## Work required
Rewrite the records from the line containing "Question. Locate the yellow belly" through the end of the records, both ends included, with "photo" replaced by "image" and everything else unchanged. Leave the pictures out of the output.

## Supplied material
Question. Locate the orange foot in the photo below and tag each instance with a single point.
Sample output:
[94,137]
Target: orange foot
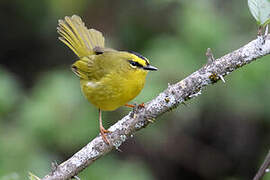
[103,132]
[133,106]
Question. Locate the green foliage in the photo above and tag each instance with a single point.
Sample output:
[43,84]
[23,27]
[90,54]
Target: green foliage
[260,10]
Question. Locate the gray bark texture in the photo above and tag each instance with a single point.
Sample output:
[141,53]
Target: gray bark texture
[140,117]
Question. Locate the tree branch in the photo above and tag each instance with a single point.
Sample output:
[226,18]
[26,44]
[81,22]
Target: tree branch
[264,167]
[169,99]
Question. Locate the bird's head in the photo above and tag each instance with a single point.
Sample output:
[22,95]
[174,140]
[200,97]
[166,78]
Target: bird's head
[138,62]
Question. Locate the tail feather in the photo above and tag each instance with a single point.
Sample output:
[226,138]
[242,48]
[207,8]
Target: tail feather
[77,37]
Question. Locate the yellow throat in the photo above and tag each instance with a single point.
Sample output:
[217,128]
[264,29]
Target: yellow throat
[109,78]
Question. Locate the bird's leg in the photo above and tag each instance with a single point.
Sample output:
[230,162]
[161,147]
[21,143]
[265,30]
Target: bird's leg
[133,106]
[102,129]
[130,105]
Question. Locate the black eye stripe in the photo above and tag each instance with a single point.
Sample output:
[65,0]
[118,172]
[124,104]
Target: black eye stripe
[134,63]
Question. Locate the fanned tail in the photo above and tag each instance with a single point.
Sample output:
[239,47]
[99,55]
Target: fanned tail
[77,37]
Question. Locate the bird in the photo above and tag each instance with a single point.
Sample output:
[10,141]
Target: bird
[108,78]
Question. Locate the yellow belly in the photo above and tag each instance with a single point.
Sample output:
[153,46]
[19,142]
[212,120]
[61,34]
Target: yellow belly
[113,91]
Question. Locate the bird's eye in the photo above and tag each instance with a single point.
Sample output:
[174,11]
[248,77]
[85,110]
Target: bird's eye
[134,64]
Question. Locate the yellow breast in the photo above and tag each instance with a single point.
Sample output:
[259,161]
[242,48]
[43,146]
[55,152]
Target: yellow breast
[113,90]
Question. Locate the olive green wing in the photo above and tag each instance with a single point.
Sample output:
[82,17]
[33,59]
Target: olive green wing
[78,37]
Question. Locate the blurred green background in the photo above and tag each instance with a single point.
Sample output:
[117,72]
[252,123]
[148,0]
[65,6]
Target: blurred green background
[223,134]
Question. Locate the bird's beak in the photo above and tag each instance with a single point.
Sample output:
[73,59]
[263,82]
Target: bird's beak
[150,68]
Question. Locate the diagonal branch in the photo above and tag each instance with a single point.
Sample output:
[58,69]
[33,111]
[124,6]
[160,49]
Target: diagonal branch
[264,167]
[174,95]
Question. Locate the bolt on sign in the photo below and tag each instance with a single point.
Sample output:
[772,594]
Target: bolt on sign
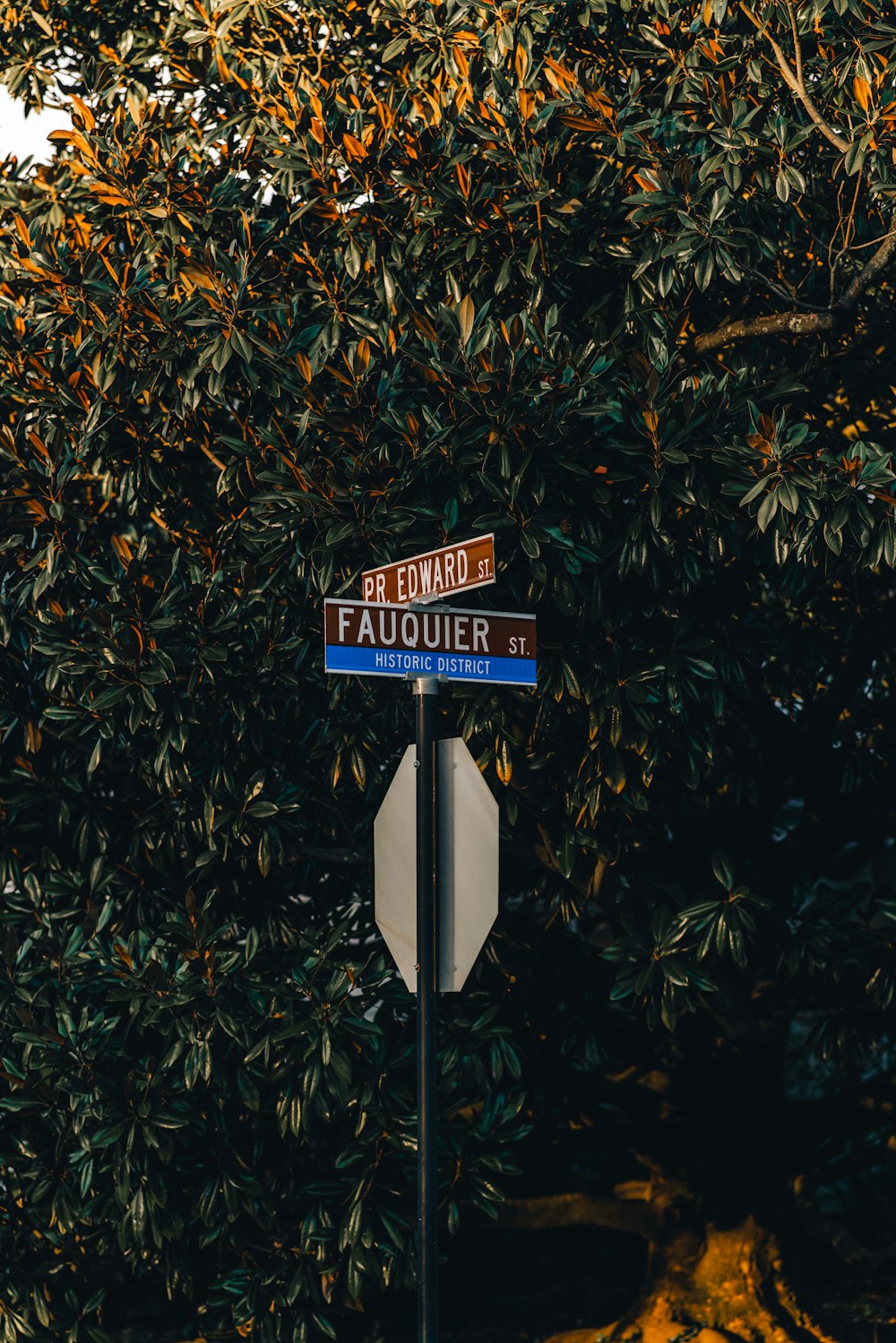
[452,568]
[370,638]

## Complete output
Question. Locate the yellow belly in the image above and tag each instance with a single point.
Sample output:
[153,46]
[19,142]
[212,120]
[61,34]
Target: yellow belly
[113,91]
Question. Locate the bird's eye in the image above and tag each instance with a single point.
Sample output:
[174,11]
[248,77]
[85,110]
Target: bird's eye
[134,64]
Question. Locate the yellow breast in the image above and tag each instance with a single point.
Sample output:
[259,161]
[242,48]
[43,146]
[55,152]
Target: yellow breast
[113,90]
Question. Locate the olive green wing in the image above and tag each instance with a single point.
Sample output:
[82,17]
[33,59]
Target: olive green wing
[78,37]
Question. Locate the blurred green background in the image above and tag each instance with a single point.
Sample output:
[117,72]
[252,123]
[148,0]
[65,6]
Target: blurred green background
[223,134]
Question. Locate the bird's beak in the image above and tag each instance with a single point.
Sample output:
[73,59]
[263,82]
Target: bird's beak
[150,68]
Question. Locate the diagonal branch in the image above and tag each instance with a single point.
Sample output:
[58,69]
[33,111]
[124,6]
[160,49]
Target: diagonal branch
[264,167]
[174,95]
Question. Locate the bolt on sign in the image below and tag each instance with a single point.
Sample output:
[772,594]
Target: bolt on sign
[452,568]
[370,638]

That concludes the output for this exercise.